Tâche à effectuer ▸ Mettez à jour le texte sur la venue de Charles Maurras à Lausanne : reproduisez-en le passage de « Jean-Philippe Chenaux » jusqu'à « et le débat. » inclus, en remplaçant « bel » par « vaste ».

Texte extrait ▸
"""

Jean-Philippe Chenaux
La Nation n° 2001 19 septembre 2014

21 septembre 1932, 21 heures. Charles Maurras est l’hôte d’Ordre et Tradition à Clos Lilas, ce bel immeuble lausannois érigé un siècle plus tôt à l’intersection des rues Caroline et Enning et remplacé à la fin des années quarante par le Dôme, formant l’Ile Saint-Pierre. Le maître de l’Action française étant affligé de surdité, on a pris la précaution de ficher les quelque trente invités, triés sur le volet, et de disposer les fiches selon la succession des chaises et de leurs occupants afin de faciliter les présentations et le débat.

"""

Données fournies ▸
"""

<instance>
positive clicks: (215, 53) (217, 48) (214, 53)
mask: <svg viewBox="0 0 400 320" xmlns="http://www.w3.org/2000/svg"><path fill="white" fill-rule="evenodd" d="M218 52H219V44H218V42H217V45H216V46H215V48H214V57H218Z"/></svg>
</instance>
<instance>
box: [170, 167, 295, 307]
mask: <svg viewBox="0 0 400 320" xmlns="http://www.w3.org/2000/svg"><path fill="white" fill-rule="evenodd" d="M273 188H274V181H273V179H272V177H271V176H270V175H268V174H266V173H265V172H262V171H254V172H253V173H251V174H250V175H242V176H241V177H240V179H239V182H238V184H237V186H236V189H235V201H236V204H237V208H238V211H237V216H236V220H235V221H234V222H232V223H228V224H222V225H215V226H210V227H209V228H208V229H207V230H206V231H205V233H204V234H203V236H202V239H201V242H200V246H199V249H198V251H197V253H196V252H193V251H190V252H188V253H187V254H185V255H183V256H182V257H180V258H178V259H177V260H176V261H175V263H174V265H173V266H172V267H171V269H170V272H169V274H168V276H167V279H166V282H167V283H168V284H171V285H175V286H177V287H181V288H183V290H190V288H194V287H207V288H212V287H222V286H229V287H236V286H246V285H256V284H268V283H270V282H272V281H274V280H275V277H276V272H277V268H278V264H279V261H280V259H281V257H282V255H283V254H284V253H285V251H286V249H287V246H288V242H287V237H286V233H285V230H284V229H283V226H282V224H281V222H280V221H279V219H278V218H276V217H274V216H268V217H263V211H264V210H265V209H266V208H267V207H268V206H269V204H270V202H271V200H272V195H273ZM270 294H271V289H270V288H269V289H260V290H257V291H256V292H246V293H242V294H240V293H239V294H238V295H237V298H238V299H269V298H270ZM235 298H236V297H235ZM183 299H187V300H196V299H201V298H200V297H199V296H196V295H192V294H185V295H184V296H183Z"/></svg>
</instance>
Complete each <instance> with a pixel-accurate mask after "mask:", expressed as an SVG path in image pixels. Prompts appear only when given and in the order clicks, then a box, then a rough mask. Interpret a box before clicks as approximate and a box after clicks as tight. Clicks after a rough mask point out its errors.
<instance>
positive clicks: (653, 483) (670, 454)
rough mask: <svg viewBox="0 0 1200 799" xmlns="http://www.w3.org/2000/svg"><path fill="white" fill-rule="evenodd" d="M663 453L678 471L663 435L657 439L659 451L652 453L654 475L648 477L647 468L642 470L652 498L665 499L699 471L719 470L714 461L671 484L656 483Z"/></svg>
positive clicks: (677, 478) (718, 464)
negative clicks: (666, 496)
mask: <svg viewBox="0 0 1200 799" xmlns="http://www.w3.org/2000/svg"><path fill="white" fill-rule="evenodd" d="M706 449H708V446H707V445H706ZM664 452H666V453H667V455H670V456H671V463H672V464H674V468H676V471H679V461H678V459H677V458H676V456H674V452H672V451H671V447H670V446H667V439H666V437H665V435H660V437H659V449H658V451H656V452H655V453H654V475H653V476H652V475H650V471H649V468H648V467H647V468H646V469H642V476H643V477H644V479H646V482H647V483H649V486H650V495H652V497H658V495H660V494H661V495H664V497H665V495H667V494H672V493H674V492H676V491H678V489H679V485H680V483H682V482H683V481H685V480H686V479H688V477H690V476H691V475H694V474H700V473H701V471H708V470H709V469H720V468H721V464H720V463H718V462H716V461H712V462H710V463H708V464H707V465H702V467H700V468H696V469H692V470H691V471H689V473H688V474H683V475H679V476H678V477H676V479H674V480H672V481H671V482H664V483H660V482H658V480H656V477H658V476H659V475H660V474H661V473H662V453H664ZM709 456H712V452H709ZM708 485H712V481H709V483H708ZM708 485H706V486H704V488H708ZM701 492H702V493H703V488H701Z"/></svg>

"""

Résultat ci-dessous ▸
Jean-Philippe Chenaux
La Nation n° 2001 19 septembre 2014

21 septembre 1932, 21 heures. Charles Maurras est l’hôte d’Ordre et Tradition à Clos Lilas, ce vaste immeuble lausannois érigé un siècle plus tôt à l’intersection des rues Caroline et Enning et remplacé à la fin des années quarante par le Dôme, formant l’Ile Saint-Pierre. Le maître de l’Action française étant affligé de surdité, on a pris la précaution de ficher les quelque trente invités, triés sur le volet, et de disposer les fiches selon la succession des chaises et de leurs occupants afin de faciliter les présentations et le débat.